**ARTICLE**
• • • • •

In the process of shipping an item from one location to another, a protective packaging material is typically placed in the shipping case, or box, to fill any voids and/or to cushion the item during the shipping process. Some conventional protective packaging materials are plastic foam peanuts and plastic bubble pack. While these conventional plastic materials seem to perform adequately as cushioning products, they are not without disadvantages. Perhaps the most serious drawback of plastic bubble wrap and/or plastic foam peanuts is their effect on our environment. Quite simply, these plastic packaging materials are not biodegradable and thus they cannot avoid further multiplying our planet's already critical waste disposal problems. The non-biodegradability of these packaging materials has become increasingly important in light of many industries adopting more progressive policies in terms of environmental responsibility.
The foregoing and other disadvantages of conventional plastic packaging materials have made paper protective packaging material a very popular alternative. Paper is biodegradable, recyclable and renewable, making it an environmentally responsible choice for conscientious industries. Furthermore, paper protective dunnage material is particularly advantageous for use with particle-sensitive merchandise, as its clean, dust-free surface is resistant to electrostatic buildup.
While paper in sheet form could possibly be used as a protective packaging material, it is usually preferable to convert the sheets of paper into a pad-like or other relatively low density dunnage product. This conversion may be accomplished by a cushioning conversion machine, such as those disclosed in commonly assigned U.S. Pat. Nos. 4,968,291 and 5,123,889. The therein disclosed cushioning conversion machines convert sheet-like stock material, such as paper in multi-ply form, into a pad-like dunnage product having longitudinally extending pillow-like portions that are connected together along a stitched central portion of the product. The stock material preferably consists of two or three superimposed webs or layers of biodegradable, recyclable and reusable thirty-pound Kraft paper or the like rolled onto a hollow cylindrical tube. A thirty-inch wide roll of this paper, which is approximately 450 feet long, will weigh about 35 pounds and will provide cushioning equal to approximately four fifteen cubic foot bags of plastic foam peanuts while at the same time requiring less than one-thirtieth the storage space.

• • • • •

**GIVEN ENTRIES**
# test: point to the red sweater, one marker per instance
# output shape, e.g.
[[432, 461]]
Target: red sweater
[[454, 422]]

• • • • •

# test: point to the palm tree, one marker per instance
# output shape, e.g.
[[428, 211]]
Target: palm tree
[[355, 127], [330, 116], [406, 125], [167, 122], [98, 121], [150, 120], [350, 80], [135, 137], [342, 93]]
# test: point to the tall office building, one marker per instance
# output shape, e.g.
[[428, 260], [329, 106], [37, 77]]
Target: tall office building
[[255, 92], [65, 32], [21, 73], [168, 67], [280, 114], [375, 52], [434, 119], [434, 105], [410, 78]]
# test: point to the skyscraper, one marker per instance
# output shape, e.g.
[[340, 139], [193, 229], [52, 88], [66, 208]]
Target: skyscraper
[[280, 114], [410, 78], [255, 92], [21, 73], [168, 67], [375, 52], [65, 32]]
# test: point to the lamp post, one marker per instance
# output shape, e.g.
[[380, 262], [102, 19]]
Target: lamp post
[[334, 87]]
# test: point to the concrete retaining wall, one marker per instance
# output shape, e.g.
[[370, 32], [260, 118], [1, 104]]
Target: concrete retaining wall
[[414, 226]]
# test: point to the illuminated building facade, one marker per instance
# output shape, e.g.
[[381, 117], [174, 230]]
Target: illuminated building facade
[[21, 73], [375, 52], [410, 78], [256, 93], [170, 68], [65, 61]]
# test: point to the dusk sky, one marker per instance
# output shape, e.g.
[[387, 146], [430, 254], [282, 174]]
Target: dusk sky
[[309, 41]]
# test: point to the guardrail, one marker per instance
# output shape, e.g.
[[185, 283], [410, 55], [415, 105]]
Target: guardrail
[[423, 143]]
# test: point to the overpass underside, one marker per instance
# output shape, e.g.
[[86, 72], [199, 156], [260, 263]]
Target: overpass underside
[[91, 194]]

• • • • •

**PROBLEM DETAILS**
Summarize the article on protective packaging in three sentences. You can leave the two blocks of entries aside; they play no part here.

**EXERCISE SOLUTION**
Plastic foam peanuts and bubble pack cushion shipped items adequately, but they are not biodegradable and so add to waste disposal problems. Paper has become a popular alternative because it is biodegradable, recyclable and renewable, and its clean, dust-free surface resists electrostatic buildup. Cushioning conversion machines turn multi-ply paper stock into a pad-like dunnage product, and a thirty-inch roll weighing about 35 pounds gives cushioning equal to about four fifteen-cubic-foot bags of foam peanuts while needing less than one-thirtieth the storage space.